Return all of the data exactly as written, without the pictures.

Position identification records

[BEGIN]

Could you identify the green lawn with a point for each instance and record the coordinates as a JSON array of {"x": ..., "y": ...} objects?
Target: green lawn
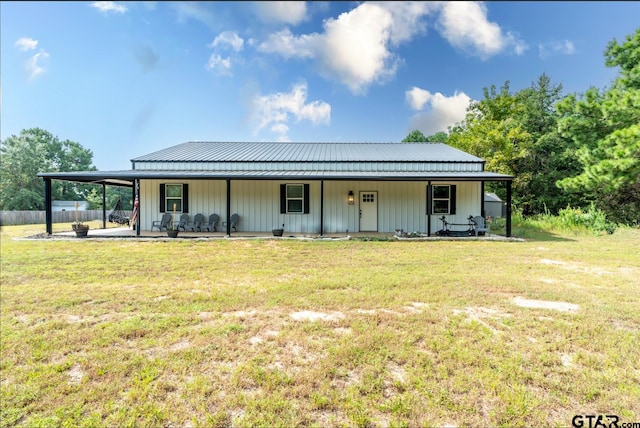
[{"x": 319, "y": 333}]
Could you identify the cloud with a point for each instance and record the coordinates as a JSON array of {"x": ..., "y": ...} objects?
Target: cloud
[
  {"x": 146, "y": 57},
  {"x": 26, "y": 44},
  {"x": 221, "y": 66},
  {"x": 442, "y": 111},
  {"x": 282, "y": 12},
  {"x": 564, "y": 47},
  {"x": 33, "y": 66},
  {"x": 466, "y": 27},
  {"x": 109, "y": 6},
  {"x": 276, "y": 110},
  {"x": 228, "y": 38},
  {"x": 223, "y": 41},
  {"x": 355, "y": 48}
]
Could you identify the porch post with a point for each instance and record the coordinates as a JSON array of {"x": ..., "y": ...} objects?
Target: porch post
[
  {"x": 104, "y": 206},
  {"x": 428, "y": 210},
  {"x": 482, "y": 210},
  {"x": 47, "y": 206},
  {"x": 228, "y": 207},
  {"x": 136, "y": 194},
  {"x": 508, "y": 209},
  {"x": 321, "y": 208}
]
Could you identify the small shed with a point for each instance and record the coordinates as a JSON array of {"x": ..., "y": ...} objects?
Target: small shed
[
  {"x": 494, "y": 206},
  {"x": 69, "y": 205}
]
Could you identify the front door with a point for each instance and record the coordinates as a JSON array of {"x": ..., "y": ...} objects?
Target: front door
[{"x": 368, "y": 211}]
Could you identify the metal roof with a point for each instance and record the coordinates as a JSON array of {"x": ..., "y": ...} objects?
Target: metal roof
[
  {"x": 126, "y": 177},
  {"x": 201, "y": 151}
]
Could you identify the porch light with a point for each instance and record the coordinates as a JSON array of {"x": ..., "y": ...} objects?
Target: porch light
[{"x": 350, "y": 198}]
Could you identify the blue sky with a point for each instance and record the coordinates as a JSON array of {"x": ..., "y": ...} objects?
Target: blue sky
[{"x": 128, "y": 78}]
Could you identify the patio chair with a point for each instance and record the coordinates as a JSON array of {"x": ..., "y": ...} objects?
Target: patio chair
[
  {"x": 184, "y": 222},
  {"x": 213, "y": 220},
  {"x": 163, "y": 223},
  {"x": 235, "y": 219},
  {"x": 481, "y": 226},
  {"x": 198, "y": 223}
]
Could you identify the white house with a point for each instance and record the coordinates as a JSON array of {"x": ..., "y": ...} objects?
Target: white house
[{"x": 311, "y": 188}]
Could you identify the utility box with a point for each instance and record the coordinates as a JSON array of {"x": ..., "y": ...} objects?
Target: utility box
[{"x": 494, "y": 206}]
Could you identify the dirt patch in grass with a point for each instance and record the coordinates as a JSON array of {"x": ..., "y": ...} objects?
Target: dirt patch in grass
[{"x": 545, "y": 304}]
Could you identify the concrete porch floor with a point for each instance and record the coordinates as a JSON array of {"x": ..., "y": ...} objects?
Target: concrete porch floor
[{"x": 127, "y": 232}]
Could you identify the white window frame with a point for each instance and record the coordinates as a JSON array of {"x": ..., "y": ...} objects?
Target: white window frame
[
  {"x": 169, "y": 205},
  {"x": 434, "y": 200},
  {"x": 295, "y": 198}
]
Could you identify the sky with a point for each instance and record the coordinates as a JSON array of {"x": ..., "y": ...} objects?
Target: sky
[{"x": 125, "y": 79}]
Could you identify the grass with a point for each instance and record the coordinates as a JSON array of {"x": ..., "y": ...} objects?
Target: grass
[{"x": 318, "y": 333}]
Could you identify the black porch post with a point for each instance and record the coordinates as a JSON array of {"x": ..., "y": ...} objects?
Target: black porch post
[
  {"x": 482, "y": 210},
  {"x": 428, "y": 210},
  {"x": 228, "y": 207},
  {"x": 321, "y": 208},
  {"x": 136, "y": 196},
  {"x": 104, "y": 206},
  {"x": 508, "y": 209},
  {"x": 47, "y": 205}
]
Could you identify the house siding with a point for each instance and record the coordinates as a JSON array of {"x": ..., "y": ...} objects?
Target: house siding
[{"x": 401, "y": 205}]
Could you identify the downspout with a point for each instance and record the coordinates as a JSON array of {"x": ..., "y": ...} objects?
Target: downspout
[
  {"x": 104, "y": 206},
  {"x": 508, "y": 209},
  {"x": 321, "y": 208},
  {"x": 47, "y": 206},
  {"x": 228, "y": 207}
]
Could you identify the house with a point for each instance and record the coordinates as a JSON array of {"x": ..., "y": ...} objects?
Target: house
[{"x": 311, "y": 188}]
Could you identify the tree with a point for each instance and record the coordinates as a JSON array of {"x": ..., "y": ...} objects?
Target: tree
[
  {"x": 415, "y": 137},
  {"x": 605, "y": 128},
  {"x": 33, "y": 151},
  {"x": 418, "y": 137}
]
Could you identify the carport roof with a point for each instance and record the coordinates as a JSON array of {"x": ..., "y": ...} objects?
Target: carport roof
[{"x": 126, "y": 178}]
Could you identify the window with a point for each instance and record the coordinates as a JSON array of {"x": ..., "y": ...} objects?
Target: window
[
  {"x": 171, "y": 194},
  {"x": 294, "y": 199},
  {"x": 443, "y": 199}
]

[END]

__RESULT__:
Could you identify the green lawn with a point for each instance and record the coordinates as a JSON array of {"x": ..., "y": ...} objects?
Target: green lawn
[{"x": 319, "y": 333}]
Could you identify the cloud with a point for each instance and record the coordinates as a JSON array of {"x": ..., "y": ...} objects?
Target: cloud
[
  {"x": 146, "y": 57},
  {"x": 26, "y": 44},
  {"x": 221, "y": 66},
  {"x": 442, "y": 111},
  {"x": 282, "y": 12},
  {"x": 564, "y": 47},
  {"x": 33, "y": 66},
  {"x": 466, "y": 27},
  {"x": 109, "y": 6},
  {"x": 276, "y": 110},
  {"x": 228, "y": 38},
  {"x": 223, "y": 41},
  {"x": 355, "y": 48}
]
Could you identify the porch post with a point for each instance and record the coordinates as a JSON array of {"x": ..., "y": ...} objects?
Target: porch post
[
  {"x": 104, "y": 206},
  {"x": 428, "y": 210},
  {"x": 482, "y": 210},
  {"x": 47, "y": 206},
  {"x": 228, "y": 207},
  {"x": 136, "y": 194},
  {"x": 508, "y": 209},
  {"x": 321, "y": 208}
]
Could you identify the small shed with a point for each instance and record the coordinates as a JSON array of {"x": ..., "y": ...} objects?
Target: small shed
[
  {"x": 494, "y": 206},
  {"x": 69, "y": 205}
]
Could you identify the front door with a point for each instance and record the coordinates as a JSON array of {"x": ..., "y": ...} objects?
Target: front door
[{"x": 368, "y": 211}]
Could you identify the metal roof with a point for each instance and record the coordinates as a JSON array of {"x": ..., "y": ...} objects?
Target: metal roof
[
  {"x": 126, "y": 177},
  {"x": 201, "y": 151}
]
Could you identify the porch light with a point for each instance and record the coordinates as a JSON array of {"x": ..., "y": ...} objects?
Target: porch light
[{"x": 350, "y": 198}]
Could you identify the blue sky with a point for each instance and record the coordinates as a JSON array of {"x": ..., "y": ...} objects?
Target: blue sky
[{"x": 128, "y": 78}]
Could you identify the patio chair with a point for each instance and record the coordinates as a JSON array of {"x": ..., "y": ...} objects?
Target: patio chair
[
  {"x": 184, "y": 222},
  {"x": 213, "y": 220},
  {"x": 163, "y": 223},
  {"x": 235, "y": 219},
  {"x": 481, "y": 226},
  {"x": 198, "y": 223}
]
Could you identify the white house with a point for each instance and record the coordinates as a JSON array of {"x": ..., "y": ...} objects?
Target: white house
[{"x": 311, "y": 188}]
Could you identify the utility box with a point for each instance and record the coordinates as a JSON array of {"x": ..., "y": ...} objects?
Target: utility box
[{"x": 494, "y": 206}]
Could you identify the dirt patch in grass with a point for each instance and record the coordinates as a JSON array of {"x": ..., "y": ...} objects?
Target: dirt patch in grass
[{"x": 545, "y": 304}]
Could you identify the concrete porch floor with a point for each instance and record the coordinates as a JSON array of {"x": ..., "y": ...} objects?
Target: concrete porch floor
[{"x": 127, "y": 232}]
Could you identify the white window frame with a point for each instance and record the coordinates as a JSON array of {"x": ..., "y": ...} objects?
Target: white window frame
[
  {"x": 169, "y": 205},
  {"x": 434, "y": 200},
  {"x": 295, "y": 198}
]
Could you identify the sky with a point for each instance and record the coordinates as a JSON array of {"x": ..., "y": ...} objects?
Target: sky
[{"x": 125, "y": 79}]
Could you identify the grass with a point for each instance and record the coordinates as a JSON array of {"x": ..., "y": ...} objects?
Target: grass
[{"x": 318, "y": 333}]
Could you identify the black porch post with a point for each instance and record the coordinates as a JSON array of {"x": ..., "y": ...} objects?
Target: black porch post
[
  {"x": 482, "y": 210},
  {"x": 428, "y": 210},
  {"x": 228, "y": 207},
  {"x": 321, "y": 208},
  {"x": 136, "y": 196},
  {"x": 104, "y": 206},
  {"x": 508, "y": 209},
  {"x": 47, "y": 205}
]
Could you identify the house siding with a point for each instance and record the coordinates as a JSON array of {"x": ..., "y": ...} objects?
Target: house siding
[{"x": 401, "y": 205}]
Could you identify the downspout with a point for each instance and record the coordinates as a JSON array of {"x": ..., "y": ...} objects?
Target: downspout
[
  {"x": 104, "y": 206},
  {"x": 508, "y": 209},
  {"x": 321, "y": 208},
  {"x": 47, "y": 206},
  {"x": 228, "y": 207}
]
Could you identify the house with a point for each instance and record the coordinates as a JSON array of {"x": ..., "y": ...} objects?
Target: house
[{"x": 311, "y": 188}]
Could you identify the tree with a point for each instance and record the coordinates as a JSON array of {"x": ..., "y": ...} objects?
Target: tree
[
  {"x": 415, "y": 137},
  {"x": 605, "y": 128},
  {"x": 33, "y": 151},
  {"x": 418, "y": 137}
]
Could you identify the carport roof with a point for each instance and record the coordinates as a JSON array of {"x": ..., "y": ...} objects?
Target: carport roof
[{"x": 126, "y": 178}]
Could you identify the window with a point for each instance and record the coordinates as a JSON array of {"x": ..., "y": ...} objects?
Target: window
[
  {"x": 171, "y": 194},
  {"x": 294, "y": 199},
  {"x": 443, "y": 199}
]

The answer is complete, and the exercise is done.